**Work to be completed**
The data that follows must be transcribed in full and exactly, minus the pictures.

**Entries provided**
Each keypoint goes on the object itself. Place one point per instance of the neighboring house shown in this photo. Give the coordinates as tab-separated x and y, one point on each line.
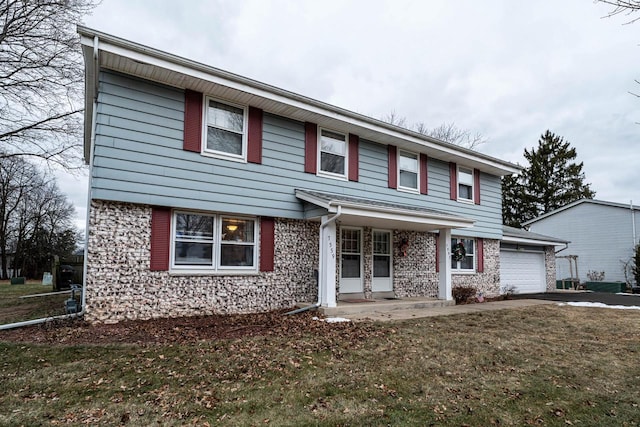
214	193
527	261
602	236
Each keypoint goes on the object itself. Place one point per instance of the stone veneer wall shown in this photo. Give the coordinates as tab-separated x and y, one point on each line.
487	282
550	267
414	275
120	285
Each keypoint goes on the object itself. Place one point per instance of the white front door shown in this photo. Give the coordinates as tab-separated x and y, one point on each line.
351	261
382	265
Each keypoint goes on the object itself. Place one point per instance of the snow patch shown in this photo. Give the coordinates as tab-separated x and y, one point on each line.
332	319
600	305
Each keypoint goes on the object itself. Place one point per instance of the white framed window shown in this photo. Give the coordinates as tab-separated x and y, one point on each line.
465	184
332	156
225	130
213	242
408	171
468	261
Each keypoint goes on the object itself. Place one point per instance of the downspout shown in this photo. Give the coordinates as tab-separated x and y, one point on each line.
323	225
86	237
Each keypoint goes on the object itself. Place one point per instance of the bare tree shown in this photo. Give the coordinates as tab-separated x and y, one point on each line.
41	74
32	208
394	119
447	132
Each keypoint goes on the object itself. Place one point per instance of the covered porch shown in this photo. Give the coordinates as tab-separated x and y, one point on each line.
376	251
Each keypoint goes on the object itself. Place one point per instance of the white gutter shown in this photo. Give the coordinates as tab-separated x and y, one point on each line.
86	234
314	110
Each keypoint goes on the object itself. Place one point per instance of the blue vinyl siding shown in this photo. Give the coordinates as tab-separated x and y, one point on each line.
600	235
139	158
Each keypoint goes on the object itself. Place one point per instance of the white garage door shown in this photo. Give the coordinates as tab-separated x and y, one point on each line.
522	270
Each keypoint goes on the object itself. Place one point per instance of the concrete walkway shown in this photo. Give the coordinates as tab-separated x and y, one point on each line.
415	313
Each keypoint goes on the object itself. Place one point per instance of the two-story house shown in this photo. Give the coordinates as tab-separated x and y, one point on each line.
214	193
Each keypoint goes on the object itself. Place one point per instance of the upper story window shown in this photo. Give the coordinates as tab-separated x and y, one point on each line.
225	124
213	242
408	171
465	184
333	153
467	261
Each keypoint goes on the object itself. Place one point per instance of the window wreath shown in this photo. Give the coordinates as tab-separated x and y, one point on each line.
459	252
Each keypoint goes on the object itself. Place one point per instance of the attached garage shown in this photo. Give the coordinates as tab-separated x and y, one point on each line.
525	267
524	271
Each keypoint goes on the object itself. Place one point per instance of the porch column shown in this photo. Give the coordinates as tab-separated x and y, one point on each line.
327	265
444	256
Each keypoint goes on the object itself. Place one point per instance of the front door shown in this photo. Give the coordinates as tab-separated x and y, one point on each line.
381	262
351	261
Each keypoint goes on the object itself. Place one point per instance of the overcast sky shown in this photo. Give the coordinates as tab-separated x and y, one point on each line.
507	69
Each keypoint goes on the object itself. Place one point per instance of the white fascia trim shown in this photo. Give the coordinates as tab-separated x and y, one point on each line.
404	216
382	212
534	242
196	70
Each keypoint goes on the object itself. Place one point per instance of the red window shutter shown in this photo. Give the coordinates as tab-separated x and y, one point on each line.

**Solution for this problem**
Each keypoint goes on the object itself. Place one point per instance of the neighboring house shown in this photo. Give the coordinates as tab-separated x and y, one point on each line.
214	193
527	261
602	236
Each keypoint goes on the object itself. Place one point per instance of the stone veneer wall shown in this photo. Give the coordinates as tab-separated x and y, one point on each line.
487	282
550	267
414	275
120	285
Each keypoint goes on the object itself. Place one point per instance of the white front door shown in this photo. Give the coordinates as tab-separated x and y, one point on each line.
351	261
382	265
Each keypoint goes on the object itself. Place one point per instance of the snow patch shown in this photo. Give the coordinates as tab-separated x and y, one point on each line.
332	319
600	305
Each keypoint goes on the object itself. Place one point per instance of the white framed window shown in this photo. Give the coordinates as tab-separated x and y, one point on each line.
465	184
332	156
225	130
213	242
408	171
468	261
Each keypoint goes on the object itself. Place one point per instance of the downspout shown in this photo. Give the coordinates as tab-separated x and y, one point on each line.
323	225
86	237
Each keypoint goes on the object itself. Place one point per instance of the bare tree shown in this photo. Give the coordinates as tab-separated x and y, one point on each line.
41	74
32	208
394	119
447	132
Each keypoint goes on the object itself. Place one point per instance of the covered porch shown in this photo. Give the coordinates as tab-separated x and y, one point on each line.
376	251
Each keypoint goes on the object itself. Place one point per instance of the white gutter shown in this photo. Give the coordinates as tab-separated x and y, one point on each line.
86	234
314	110
Each keypoint goes on the object itself. Place one point per instance of the blue vinyl siding shown in this photo. Give the coordinates as tab-separated x and y, one point on each line.
600	235
139	158
Each keypoint goes on the object itself. Place one point per instance of the white garage door shown in this photo. Give the coordinates as tab-separated x and y, one point on each line.
522	270
Each keypoint goes on the object itself. Place one point per instance of the concrete walkway shown in this photo. Give the coordinates as tab-separated x and y, one point on each line.
415	313
Each keypoint goes on the object itself. Place one point per instance of the two-story house shown in this photo. Give the coordinates as tab-separated x and y, one point on each line.
214	193
Each keypoint goes on the object itself. Place one point per instance of the upper story window shown in this photo. Give the coordinates as tab-separated x and y, one point on each line.
225	124
213	242
408	171
465	184
333	153
467	261
Each keypoint goes on the object itself. Place one point per instance of the window wreath shown in this photo. Give the coordinates as tab-separated x and y, one point on each line.
459	252
Each keypoint goes on the object itself. Place one point per instance of the attached garage shown in this photo. Give the coordinates as tab-separated x and y, one point on each line.
525	267
524	271
Each keypoint goes on the object itself. Place one point per instance of the porch column shown in this photo. Give the coordinates as tab-separated x and y, one point on each line.
327	265
444	256
Each keypoint goes on the object itself. Place one point per instance of the front door shown in this photo. Give the coordinates as tab-separated x and y, one point on each line.
381	262
351	261
Each keypoint goes on the object itself. Place one point per instance of the overcast sky shown in this photo. Give the coordinates as tab-separated x and y, one point on each line.
507	69
Each keypoint goes on the object itself. Place one point per instance of the white fascia trim shown in this photo. Give the coordinates as tab-separated x and y, one point on each line.
404	216
382	212
534	242
196	70
Each keypoint goes on the object itself. Place one point per instance of the red window shutter shown in this photo. Give the coordinates as tab-separated x and y, one point on each line.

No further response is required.